- **Task to complete**: How many lines in the material below contain the string "dark"? Match case exactly and reply with the number alone.

- **Dataset rows**:
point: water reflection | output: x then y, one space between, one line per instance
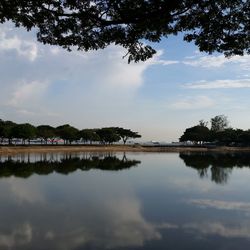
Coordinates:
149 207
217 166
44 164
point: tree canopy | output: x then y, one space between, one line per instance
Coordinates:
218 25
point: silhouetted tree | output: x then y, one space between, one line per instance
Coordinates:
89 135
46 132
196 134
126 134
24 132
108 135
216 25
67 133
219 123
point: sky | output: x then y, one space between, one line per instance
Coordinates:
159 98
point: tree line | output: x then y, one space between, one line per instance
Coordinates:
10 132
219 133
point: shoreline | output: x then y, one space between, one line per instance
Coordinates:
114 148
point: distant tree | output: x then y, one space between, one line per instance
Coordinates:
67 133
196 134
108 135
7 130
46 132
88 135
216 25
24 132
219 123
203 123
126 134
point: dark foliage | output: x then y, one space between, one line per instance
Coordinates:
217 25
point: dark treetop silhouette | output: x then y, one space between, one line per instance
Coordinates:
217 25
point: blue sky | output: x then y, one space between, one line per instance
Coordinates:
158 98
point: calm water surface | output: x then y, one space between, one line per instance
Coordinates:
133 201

---

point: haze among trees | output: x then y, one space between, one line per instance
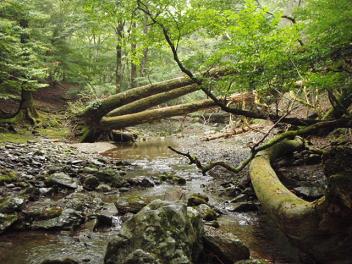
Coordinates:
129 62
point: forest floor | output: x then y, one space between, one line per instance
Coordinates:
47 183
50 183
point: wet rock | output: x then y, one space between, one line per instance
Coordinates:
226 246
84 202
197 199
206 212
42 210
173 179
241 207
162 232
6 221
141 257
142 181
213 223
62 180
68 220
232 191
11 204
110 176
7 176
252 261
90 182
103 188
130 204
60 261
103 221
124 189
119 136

- **Worked solution**: 2